What you are asked to do: Pick up at the line with "Q: report a point for each instance of the blue wall". Write it out exactly, along with each later line through the end of the data, and nothing more.

Records excerpted from a collection
┄┄┄┄┄┄┄┄┄┄┄┄┄┄┄┄┄┄┄┄

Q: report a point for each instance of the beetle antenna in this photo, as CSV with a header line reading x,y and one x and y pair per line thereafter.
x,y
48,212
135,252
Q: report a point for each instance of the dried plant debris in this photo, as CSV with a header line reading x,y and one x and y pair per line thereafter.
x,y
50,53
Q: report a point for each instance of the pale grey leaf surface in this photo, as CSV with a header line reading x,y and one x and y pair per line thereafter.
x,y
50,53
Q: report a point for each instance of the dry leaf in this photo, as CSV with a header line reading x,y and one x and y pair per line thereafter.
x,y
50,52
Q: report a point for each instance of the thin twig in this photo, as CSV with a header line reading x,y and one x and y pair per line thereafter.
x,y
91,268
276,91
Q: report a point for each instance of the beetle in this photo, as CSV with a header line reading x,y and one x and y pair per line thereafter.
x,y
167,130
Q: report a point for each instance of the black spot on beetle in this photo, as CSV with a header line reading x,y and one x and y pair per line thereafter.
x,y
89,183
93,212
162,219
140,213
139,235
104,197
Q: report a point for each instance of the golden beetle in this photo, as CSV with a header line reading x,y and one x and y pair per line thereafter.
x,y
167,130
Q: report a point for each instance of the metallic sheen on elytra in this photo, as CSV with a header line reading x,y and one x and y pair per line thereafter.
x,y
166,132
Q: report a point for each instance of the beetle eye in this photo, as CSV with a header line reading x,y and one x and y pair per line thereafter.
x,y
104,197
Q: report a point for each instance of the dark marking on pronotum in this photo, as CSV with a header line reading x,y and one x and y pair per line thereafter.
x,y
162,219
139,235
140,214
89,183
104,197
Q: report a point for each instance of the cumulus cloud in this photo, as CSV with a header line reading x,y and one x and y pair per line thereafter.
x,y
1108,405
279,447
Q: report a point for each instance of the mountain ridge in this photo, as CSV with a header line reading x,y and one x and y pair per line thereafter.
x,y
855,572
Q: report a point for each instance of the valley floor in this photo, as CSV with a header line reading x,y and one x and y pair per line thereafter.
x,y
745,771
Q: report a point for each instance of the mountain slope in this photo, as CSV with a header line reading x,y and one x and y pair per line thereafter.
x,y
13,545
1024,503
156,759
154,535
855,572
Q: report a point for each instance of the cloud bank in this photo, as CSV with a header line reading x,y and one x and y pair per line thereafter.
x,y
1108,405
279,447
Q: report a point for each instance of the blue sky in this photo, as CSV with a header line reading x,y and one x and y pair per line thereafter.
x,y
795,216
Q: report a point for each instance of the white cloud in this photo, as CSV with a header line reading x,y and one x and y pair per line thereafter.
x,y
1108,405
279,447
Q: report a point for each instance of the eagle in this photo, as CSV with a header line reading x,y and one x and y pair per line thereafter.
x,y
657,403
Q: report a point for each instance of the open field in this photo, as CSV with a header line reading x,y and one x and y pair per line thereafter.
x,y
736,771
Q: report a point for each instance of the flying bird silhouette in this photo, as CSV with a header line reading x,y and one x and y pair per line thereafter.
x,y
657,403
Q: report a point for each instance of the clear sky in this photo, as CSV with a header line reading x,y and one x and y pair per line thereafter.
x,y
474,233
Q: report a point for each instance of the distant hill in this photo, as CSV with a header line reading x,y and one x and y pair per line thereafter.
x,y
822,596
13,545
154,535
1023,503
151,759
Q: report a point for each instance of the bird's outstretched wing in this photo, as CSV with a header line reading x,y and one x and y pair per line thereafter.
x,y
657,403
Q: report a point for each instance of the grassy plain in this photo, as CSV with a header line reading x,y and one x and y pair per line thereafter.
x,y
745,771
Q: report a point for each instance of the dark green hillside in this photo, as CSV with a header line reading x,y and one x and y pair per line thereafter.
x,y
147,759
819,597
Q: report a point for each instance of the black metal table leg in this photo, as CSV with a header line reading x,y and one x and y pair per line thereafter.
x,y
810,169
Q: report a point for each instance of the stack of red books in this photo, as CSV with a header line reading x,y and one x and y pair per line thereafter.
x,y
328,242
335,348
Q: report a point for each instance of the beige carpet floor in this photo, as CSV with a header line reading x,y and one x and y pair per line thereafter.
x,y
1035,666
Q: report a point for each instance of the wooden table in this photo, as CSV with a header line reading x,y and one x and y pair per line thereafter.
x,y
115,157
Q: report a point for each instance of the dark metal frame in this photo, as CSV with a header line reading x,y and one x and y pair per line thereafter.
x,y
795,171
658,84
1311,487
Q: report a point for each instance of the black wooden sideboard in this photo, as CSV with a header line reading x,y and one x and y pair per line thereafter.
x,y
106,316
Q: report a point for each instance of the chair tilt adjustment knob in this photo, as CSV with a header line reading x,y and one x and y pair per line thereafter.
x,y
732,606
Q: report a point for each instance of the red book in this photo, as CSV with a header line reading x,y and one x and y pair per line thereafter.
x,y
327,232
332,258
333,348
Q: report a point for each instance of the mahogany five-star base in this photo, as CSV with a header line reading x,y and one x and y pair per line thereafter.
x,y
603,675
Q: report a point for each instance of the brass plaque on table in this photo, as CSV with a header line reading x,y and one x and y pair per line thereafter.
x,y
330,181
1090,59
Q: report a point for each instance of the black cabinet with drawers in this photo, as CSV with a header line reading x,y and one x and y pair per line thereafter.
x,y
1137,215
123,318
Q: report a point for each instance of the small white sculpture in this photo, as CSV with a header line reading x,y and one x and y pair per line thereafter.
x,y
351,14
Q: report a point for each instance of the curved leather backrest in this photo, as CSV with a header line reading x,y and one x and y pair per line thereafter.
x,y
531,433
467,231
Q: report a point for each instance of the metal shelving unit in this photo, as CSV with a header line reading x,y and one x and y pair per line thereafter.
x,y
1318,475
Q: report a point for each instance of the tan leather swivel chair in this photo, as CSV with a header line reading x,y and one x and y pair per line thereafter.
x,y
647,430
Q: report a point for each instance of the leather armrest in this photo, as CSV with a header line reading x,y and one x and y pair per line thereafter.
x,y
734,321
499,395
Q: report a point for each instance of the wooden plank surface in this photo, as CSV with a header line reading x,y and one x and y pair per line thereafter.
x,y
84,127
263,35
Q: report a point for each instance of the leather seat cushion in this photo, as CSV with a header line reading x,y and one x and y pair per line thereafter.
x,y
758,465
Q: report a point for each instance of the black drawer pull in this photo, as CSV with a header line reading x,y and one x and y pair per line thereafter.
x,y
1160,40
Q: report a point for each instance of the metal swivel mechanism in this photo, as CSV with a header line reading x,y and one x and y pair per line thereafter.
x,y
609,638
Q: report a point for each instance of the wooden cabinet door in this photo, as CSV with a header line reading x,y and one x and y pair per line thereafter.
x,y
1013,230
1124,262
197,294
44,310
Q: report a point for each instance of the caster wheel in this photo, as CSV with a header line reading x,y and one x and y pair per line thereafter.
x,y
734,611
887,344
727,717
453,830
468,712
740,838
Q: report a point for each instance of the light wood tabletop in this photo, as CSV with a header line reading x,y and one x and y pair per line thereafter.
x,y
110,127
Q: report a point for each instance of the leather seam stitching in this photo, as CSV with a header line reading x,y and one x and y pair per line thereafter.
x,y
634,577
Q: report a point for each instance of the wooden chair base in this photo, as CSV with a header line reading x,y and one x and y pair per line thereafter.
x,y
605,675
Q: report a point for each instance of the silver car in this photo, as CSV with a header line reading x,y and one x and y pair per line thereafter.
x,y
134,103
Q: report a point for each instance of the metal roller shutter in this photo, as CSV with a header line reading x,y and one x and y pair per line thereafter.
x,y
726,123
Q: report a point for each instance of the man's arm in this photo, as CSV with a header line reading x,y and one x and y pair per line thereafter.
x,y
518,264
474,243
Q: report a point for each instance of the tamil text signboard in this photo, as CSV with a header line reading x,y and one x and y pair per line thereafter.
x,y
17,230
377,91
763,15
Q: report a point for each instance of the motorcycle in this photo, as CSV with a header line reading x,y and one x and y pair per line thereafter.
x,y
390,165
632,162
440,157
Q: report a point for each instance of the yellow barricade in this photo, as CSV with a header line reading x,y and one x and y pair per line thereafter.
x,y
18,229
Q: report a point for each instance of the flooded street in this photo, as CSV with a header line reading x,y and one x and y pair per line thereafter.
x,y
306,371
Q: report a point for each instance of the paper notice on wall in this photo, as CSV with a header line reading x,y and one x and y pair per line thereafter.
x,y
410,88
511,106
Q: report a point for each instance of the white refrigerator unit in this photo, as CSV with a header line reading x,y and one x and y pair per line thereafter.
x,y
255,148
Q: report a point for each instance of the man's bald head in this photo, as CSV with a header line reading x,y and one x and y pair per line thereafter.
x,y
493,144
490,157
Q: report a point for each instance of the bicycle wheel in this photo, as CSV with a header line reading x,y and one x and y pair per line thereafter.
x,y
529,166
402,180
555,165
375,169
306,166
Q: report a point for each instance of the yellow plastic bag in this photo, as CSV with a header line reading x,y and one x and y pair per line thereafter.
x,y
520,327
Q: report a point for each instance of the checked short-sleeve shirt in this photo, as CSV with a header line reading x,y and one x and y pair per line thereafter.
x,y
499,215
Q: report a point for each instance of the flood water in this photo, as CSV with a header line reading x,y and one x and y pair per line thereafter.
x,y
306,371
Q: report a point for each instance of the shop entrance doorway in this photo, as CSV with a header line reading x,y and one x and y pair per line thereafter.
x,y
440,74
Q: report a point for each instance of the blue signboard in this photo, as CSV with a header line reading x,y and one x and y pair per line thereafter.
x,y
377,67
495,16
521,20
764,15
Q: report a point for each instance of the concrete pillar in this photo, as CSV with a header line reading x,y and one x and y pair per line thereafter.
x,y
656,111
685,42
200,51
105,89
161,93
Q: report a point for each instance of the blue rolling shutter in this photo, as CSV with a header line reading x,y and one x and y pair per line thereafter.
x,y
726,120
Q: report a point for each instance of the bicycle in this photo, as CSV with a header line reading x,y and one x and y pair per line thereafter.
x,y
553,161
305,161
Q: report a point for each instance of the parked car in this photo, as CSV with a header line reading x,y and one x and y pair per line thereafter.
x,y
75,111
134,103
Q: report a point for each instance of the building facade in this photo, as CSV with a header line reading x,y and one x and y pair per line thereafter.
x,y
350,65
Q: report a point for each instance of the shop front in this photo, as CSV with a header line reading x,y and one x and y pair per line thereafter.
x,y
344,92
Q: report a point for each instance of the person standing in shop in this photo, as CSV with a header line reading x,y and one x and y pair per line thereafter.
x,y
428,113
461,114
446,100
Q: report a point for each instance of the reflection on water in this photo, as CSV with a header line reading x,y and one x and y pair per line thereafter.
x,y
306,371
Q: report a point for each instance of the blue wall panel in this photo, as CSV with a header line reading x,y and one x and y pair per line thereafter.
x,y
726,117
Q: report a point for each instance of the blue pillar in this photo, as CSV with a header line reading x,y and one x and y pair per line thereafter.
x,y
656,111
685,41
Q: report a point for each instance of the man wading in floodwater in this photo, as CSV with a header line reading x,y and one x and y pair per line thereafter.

┄┄┄┄┄┄┄┄┄┄┄┄┄┄┄┄┄┄┄┄

Exercise output:
Q: report a point for each instance of the blue wall panel in this photo, as CSV with a header line reading x,y and one x and y pair per line thereafter.
x,y
726,117
Q: report a point for each instance of the blue pillar in this photo, as CSV with a header line reading x,y and one x and y pair per line thereafter.
x,y
656,111
685,41
Q: report a point for each instance of the man wading in floodwater in this photo, as CSV with a header line reading x,y and one x and y pair per line thereafter.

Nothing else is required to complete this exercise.